TASK INSTRUCTIONS
a) Shorten the paragraph beginning "Consider, for example" in the post about influenza and the immune system into a brief list, keeping its main facts.
b) Carry the post about influenza and the immune system further, starting after its final sentence.

SELECTED EXTRACT

# # #

But the big factor in this is all the environment that changes. If it doesn't change, then they are going to remain the same, save for small tweaks here and there.
I don't really understand what you mean by that.
Furthermore as a medical professional you really ought to be more responsible with the way you disseminate information when talking about infections diseases, particularly
herpes- at least inform people that there are multiple types of herpes (zoster, simplex, and their subtypes) and different types will tend to infect different locations, and be transmitted in different manners. Cold sores, for example, are one type of HSV, whilst the sexually-transmitted herpes is another. Best to look this up in detail if you would like to know.
Anyway, regarding the interaction between environmental, pathogenic and human factors:
Consider, for example, that the influenza virus antigenic presentation (i.e. the challenge it presents to our adaptive immune system) changes little by little for the most part, and our immune system will sooner or later latch on to these changes (maybe with some help from flu shots: evidence is sometimes equivocal on this count).
However there are two major events that dramatically influence the nature of influenza and the extent of population illness: antigenic
drift and antigenic
shift. Drift basically means change in the antigenic presentation at an increased rate, that will leave the immune system (and medicine) behind for a while, resulting in outbreaks (this happens once every 20 years or so). Shift, however, is a sudden mutation of a population that completely alters the presentation of the flu virus, leaving the population completely flat-footed and causing widespread epidemics. This happens about once every 100 years or so.

# # #

SUPPLIED MATERIAL
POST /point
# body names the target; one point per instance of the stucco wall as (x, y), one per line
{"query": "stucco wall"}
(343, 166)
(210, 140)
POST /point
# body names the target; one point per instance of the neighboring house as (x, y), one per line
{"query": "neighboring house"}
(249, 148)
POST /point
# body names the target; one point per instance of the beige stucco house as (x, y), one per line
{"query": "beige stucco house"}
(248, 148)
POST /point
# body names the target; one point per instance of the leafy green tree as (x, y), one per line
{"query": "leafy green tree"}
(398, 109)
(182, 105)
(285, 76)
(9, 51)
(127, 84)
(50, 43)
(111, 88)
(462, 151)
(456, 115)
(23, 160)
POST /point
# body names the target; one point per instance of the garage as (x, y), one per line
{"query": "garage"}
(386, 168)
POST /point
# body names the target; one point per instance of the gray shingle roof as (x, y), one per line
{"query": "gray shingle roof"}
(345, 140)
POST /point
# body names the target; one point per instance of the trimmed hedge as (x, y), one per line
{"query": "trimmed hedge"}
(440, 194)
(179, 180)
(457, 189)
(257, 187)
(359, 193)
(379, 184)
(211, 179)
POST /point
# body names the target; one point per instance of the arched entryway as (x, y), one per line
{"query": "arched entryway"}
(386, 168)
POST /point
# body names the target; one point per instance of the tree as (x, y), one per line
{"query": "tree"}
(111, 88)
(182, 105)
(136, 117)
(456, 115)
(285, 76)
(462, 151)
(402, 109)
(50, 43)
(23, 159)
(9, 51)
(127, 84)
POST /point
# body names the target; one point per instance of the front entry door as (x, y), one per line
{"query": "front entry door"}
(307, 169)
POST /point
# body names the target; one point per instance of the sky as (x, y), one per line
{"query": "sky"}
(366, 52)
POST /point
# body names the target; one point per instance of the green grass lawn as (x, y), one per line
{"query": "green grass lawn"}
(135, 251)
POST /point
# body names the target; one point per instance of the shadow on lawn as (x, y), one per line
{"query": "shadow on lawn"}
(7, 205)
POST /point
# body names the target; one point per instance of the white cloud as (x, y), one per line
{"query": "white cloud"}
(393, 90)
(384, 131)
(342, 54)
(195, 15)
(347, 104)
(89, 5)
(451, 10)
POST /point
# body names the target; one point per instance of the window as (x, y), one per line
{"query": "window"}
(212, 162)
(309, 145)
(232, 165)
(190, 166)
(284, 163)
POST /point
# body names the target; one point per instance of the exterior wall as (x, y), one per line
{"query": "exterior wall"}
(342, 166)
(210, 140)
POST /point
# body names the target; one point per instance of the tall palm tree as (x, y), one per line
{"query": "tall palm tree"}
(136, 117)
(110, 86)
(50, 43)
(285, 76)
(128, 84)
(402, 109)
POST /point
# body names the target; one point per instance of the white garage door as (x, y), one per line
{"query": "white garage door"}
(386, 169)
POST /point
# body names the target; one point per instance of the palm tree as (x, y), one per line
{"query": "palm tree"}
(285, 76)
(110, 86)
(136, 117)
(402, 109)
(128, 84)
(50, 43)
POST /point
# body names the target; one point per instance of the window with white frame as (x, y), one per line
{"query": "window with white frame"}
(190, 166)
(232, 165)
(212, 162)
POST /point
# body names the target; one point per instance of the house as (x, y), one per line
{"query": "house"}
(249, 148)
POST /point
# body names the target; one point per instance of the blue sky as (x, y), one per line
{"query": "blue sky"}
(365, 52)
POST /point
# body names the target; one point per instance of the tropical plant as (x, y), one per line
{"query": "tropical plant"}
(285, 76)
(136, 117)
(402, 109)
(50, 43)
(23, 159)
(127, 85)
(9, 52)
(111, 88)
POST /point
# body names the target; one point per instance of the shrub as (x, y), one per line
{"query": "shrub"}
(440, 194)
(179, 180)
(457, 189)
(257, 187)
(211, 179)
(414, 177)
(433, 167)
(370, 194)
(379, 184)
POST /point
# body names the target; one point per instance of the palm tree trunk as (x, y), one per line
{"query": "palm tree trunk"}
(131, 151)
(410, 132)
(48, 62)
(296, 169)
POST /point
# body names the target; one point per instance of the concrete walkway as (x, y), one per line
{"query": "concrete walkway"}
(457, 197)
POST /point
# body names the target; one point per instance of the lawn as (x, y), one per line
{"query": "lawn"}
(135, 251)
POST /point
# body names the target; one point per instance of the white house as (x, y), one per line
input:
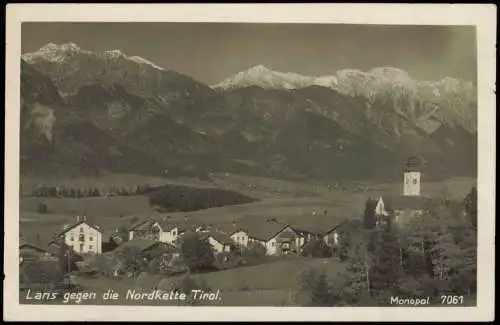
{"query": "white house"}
(240, 237)
(83, 237)
(220, 242)
(277, 238)
(400, 208)
(165, 231)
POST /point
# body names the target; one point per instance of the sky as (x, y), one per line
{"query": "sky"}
(211, 52)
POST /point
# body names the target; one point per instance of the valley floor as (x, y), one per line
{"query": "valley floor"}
(268, 284)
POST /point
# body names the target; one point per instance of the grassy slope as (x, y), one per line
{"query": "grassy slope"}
(280, 199)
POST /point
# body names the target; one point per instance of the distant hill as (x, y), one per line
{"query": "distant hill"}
(84, 112)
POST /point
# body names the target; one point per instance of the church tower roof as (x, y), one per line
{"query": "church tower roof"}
(413, 163)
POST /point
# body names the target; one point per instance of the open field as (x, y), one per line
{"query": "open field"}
(279, 199)
(270, 284)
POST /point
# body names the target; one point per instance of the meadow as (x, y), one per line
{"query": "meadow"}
(284, 200)
(270, 284)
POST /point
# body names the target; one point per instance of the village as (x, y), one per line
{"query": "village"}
(169, 245)
(161, 233)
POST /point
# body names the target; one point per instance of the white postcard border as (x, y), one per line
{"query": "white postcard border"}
(482, 16)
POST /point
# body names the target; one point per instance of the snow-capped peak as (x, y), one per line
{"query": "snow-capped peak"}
(348, 81)
(141, 60)
(62, 53)
(264, 77)
(54, 53)
(113, 53)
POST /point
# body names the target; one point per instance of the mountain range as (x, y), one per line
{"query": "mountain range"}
(84, 112)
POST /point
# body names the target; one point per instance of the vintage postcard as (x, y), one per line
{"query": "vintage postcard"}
(254, 162)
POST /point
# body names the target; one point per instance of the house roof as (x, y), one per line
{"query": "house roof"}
(264, 229)
(140, 223)
(76, 224)
(219, 237)
(413, 163)
(404, 202)
(140, 243)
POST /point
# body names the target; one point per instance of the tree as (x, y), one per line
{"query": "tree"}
(254, 252)
(196, 253)
(471, 206)
(369, 214)
(314, 289)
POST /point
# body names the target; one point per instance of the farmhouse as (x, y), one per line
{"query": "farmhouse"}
(220, 241)
(30, 251)
(161, 229)
(321, 226)
(276, 237)
(82, 236)
(111, 240)
(400, 208)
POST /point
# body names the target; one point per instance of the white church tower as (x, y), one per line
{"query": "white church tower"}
(412, 177)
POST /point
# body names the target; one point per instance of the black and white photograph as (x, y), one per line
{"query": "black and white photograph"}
(242, 164)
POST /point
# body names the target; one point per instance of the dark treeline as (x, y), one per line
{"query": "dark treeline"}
(63, 191)
(172, 198)
(434, 255)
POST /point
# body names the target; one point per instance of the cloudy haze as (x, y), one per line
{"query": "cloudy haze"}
(210, 52)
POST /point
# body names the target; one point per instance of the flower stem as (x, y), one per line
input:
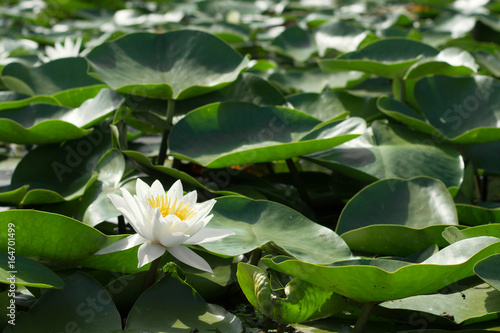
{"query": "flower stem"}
(298, 181)
(162, 154)
(151, 277)
(363, 317)
(122, 229)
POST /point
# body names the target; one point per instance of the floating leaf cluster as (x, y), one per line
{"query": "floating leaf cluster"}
(352, 150)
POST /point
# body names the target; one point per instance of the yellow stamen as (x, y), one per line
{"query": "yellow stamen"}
(183, 210)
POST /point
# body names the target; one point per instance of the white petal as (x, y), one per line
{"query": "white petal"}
(141, 190)
(123, 244)
(156, 189)
(190, 258)
(175, 191)
(135, 210)
(190, 198)
(149, 252)
(173, 239)
(206, 235)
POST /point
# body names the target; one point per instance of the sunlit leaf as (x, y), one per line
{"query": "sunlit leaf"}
(172, 65)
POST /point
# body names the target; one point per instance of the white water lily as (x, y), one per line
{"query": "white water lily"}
(165, 222)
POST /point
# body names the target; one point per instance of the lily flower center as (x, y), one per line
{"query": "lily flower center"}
(167, 206)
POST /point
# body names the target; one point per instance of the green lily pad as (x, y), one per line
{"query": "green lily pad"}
(334, 105)
(27, 272)
(172, 65)
(63, 172)
(480, 230)
(13, 100)
(303, 302)
(144, 161)
(81, 305)
(398, 217)
(258, 222)
(64, 80)
(45, 123)
(184, 311)
(376, 280)
(247, 88)
(394, 152)
(314, 80)
(230, 133)
(450, 61)
(477, 215)
(229, 32)
(464, 109)
(51, 238)
(295, 43)
(488, 269)
(472, 305)
(489, 61)
(338, 35)
(379, 58)
(94, 206)
(403, 113)
(484, 156)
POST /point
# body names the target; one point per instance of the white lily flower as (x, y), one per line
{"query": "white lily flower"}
(66, 50)
(165, 222)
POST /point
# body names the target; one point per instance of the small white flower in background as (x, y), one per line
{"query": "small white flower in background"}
(165, 222)
(66, 50)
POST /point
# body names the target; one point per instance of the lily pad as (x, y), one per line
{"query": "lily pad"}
(303, 302)
(463, 306)
(295, 43)
(172, 65)
(259, 222)
(314, 80)
(464, 109)
(477, 215)
(81, 305)
(27, 272)
(450, 61)
(488, 269)
(94, 206)
(247, 88)
(145, 162)
(338, 35)
(403, 113)
(484, 156)
(398, 217)
(45, 123)
(377, 280)
(378, 58)
(188, 312)
(334, 105)
(225, 134)
(13, 100)
(394, 152)
(51, 238)
(64, 80)
(63, 172)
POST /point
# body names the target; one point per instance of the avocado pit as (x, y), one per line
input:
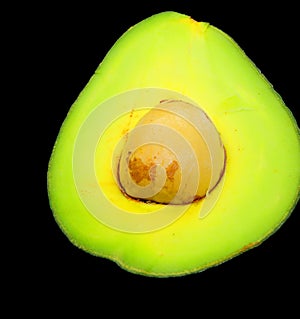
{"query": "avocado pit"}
(174, 155)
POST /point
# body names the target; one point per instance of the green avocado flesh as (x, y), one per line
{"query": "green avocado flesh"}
(171, 56)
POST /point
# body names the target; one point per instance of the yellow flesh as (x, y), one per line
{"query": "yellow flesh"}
(260, 135)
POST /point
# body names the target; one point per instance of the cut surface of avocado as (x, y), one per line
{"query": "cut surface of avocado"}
(171, 57)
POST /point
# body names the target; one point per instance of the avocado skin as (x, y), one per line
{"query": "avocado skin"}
(261, 183)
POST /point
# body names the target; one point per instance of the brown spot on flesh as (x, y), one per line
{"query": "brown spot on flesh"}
(138, 170)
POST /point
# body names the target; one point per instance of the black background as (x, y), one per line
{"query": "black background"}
(64, 45)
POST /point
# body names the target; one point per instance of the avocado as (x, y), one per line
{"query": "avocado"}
(245, 183)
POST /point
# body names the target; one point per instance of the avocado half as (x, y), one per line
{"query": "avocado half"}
(170, 56)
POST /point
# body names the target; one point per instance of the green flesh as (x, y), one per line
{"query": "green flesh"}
(261, 186)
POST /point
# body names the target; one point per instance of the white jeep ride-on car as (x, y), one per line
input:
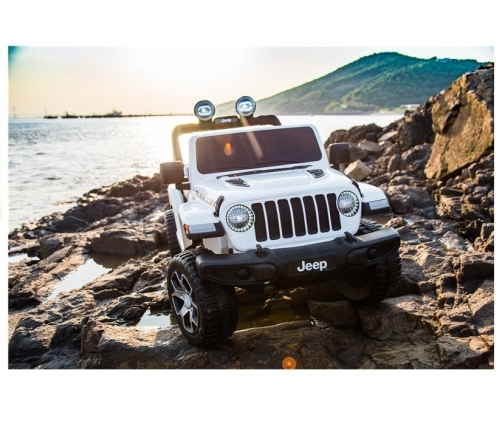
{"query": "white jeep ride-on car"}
(259, 205)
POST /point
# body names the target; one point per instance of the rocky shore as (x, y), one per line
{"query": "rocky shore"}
(436, 166)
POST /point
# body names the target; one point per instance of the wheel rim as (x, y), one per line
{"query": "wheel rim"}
(184, 302)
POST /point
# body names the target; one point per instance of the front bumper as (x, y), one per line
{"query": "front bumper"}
(299, 265)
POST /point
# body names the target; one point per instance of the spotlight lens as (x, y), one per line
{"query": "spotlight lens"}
(245, 106)
(204, 110)
(240, 218)
(348, 203)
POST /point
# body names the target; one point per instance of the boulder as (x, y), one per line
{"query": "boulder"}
(463, 121)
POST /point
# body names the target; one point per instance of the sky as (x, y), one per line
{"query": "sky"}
(161, 80)
(162, 57)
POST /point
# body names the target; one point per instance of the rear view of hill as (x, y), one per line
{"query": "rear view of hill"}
(378, 81)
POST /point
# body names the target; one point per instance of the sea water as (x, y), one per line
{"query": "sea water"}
(53, 162)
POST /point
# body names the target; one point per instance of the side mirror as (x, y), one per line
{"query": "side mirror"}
(339, 153)
(171, 172)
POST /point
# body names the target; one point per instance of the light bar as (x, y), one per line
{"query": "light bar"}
(204, 110)
(245, 106)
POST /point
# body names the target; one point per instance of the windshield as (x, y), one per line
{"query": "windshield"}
(261, 148)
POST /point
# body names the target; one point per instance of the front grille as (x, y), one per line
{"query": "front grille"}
(298, 216)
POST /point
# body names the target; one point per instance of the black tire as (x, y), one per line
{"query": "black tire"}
(371, 285)
(206, 314)
(172, 240)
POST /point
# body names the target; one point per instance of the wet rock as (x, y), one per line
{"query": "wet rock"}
(462, 113)
(357, 170)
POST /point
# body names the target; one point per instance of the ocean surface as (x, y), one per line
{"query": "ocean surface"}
(53, 162)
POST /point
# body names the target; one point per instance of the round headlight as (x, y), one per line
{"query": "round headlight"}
(240, 218)
(245, 106)
(204, 110)
(348, 203)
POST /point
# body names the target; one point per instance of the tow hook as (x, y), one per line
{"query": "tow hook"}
(260, 253)
(349, 237)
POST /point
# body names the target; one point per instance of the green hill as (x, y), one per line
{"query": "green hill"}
(379, 81)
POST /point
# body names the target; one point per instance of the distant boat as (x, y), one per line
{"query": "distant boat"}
(67, 115)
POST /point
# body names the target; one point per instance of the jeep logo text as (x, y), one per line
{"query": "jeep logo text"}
(316, 265)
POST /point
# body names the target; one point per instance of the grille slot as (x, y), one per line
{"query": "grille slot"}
(295, 217)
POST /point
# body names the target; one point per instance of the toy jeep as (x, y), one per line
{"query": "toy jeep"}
(259, 205)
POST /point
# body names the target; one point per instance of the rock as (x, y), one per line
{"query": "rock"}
(463, 121)
(357, 170)
(370, 147)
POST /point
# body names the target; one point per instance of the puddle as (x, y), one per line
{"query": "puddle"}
(86, 273)
(249, 318)
(108, 260)
(156, 319)
(15, 258)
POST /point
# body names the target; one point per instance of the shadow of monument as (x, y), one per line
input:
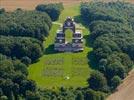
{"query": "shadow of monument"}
(92, 60)
(50, 50)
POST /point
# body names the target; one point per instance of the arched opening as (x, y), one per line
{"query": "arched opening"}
(68, 35)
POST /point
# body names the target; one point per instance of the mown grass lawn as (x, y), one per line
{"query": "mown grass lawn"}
(53, 69)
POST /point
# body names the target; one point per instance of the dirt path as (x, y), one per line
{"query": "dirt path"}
(125, 90)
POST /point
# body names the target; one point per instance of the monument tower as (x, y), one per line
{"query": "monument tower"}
(77, 39)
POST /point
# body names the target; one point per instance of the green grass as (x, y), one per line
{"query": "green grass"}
(52, 68)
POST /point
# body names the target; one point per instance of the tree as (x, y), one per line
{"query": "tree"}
(2, 10)
(93, 95)
(53, 9)
(26, 60)
(115, 81)
(115, 68)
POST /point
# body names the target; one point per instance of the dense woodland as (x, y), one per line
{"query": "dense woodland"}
(112, 38)
(21, 43)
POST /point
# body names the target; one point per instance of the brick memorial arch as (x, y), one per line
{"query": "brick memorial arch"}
(77, 39)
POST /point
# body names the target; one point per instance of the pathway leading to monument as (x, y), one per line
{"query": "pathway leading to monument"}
(62, 69)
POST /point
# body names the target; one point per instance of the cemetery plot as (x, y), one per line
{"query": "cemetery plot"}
(51, 71)
(79, 61)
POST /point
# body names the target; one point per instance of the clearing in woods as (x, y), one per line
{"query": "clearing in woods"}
(72, 65)
(54, 69)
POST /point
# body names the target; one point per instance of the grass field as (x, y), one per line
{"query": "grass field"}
(52, 69)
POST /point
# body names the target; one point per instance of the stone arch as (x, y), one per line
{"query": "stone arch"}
(69, 24)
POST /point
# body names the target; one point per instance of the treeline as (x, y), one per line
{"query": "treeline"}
(21, 43)
(112, 38)
(25, 23)
(24, 48)
(13, 79)
(71, 94)
(53, 9)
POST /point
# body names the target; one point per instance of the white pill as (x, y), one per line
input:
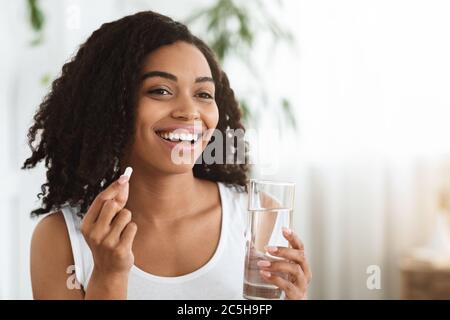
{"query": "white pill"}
(128, 172)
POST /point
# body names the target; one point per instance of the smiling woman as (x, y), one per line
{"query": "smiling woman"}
(139, 93)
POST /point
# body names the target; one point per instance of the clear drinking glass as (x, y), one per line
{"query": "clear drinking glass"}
(270, 207)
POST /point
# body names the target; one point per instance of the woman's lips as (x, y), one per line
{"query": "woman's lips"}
(181, 145)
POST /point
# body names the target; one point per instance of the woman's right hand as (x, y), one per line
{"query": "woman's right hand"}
(109, 232)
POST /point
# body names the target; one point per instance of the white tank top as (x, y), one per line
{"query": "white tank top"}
(220, 278)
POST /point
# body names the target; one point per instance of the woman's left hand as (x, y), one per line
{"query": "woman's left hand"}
(295, 265)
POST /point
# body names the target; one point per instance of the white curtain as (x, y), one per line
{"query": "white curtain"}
(369, 82)
(371, 89)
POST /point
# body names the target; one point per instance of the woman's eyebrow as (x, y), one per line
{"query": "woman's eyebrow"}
(163, 74)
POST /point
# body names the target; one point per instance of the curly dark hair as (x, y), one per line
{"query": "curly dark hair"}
(86, 121)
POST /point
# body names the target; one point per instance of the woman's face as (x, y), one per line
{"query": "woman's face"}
(176, 106)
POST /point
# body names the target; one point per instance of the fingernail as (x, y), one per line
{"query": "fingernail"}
(271, 249)
(265, 273)
(126, 175)
(263, 263)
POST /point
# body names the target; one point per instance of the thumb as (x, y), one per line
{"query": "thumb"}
(122, 194)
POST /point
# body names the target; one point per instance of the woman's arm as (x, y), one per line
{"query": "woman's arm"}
(52, 271)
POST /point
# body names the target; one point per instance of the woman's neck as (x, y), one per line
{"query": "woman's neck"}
(161, 198)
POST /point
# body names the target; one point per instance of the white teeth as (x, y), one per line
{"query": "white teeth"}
(181, 136)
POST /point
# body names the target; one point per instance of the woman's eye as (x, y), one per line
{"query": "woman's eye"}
(160, 91)
(205, 95)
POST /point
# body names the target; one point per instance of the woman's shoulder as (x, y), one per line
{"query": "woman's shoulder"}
(234, 194)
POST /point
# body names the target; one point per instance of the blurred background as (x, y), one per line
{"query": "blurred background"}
(351, 99)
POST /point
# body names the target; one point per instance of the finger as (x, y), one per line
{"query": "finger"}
(128, 234)
(297, 256)
(286, 253)
(294, 270)
(291, 291)
(120, 222)
(112, 191)
(293, 239)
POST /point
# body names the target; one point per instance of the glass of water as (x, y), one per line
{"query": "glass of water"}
(270, 208)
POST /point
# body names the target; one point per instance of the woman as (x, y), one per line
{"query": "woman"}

# # #

RESULTS OF THE TASKS
a)
- The flu virus's antigenic presentation, meaning the challenge it poses to our adaptive immune system, mostly changes little by little.
- Sooner or later, our immune system latches on to these changes.
- Flu shots may help with this, though the evidence is sometimes equivocal.

b)
As you can see from this single example, while the fundamental principles that everything is connected to everything and therefore everything changes sooner or later, these changes can present sometimes overwhelming challenges to human survival.
So bottom line: there is no assured security in this competitive environment. There are many more factors than simply medications (you can consider this the icing on the cake even). The issue with pharmacological treatment is that anything carries risk factors, and so do drugs. Much of the advances and improvements in health outcomes is to do with social engineering and infrastructure more than anything else, which pretty much reduce prevalence of modes of infectious transmission and therefore risk factors to illness.
If you are at a place where people are always sick you might just adapt and become immune to the sickness.
This depends on the illness! Epidemiology is devoted to studying what applies to what: for example your risk of having thalassaemia is pretty much entirely tied to your ethnicity, but if you move countries while you're under 15, you will tend to inherit the risk of Multiple Sclerosis in the country you move to!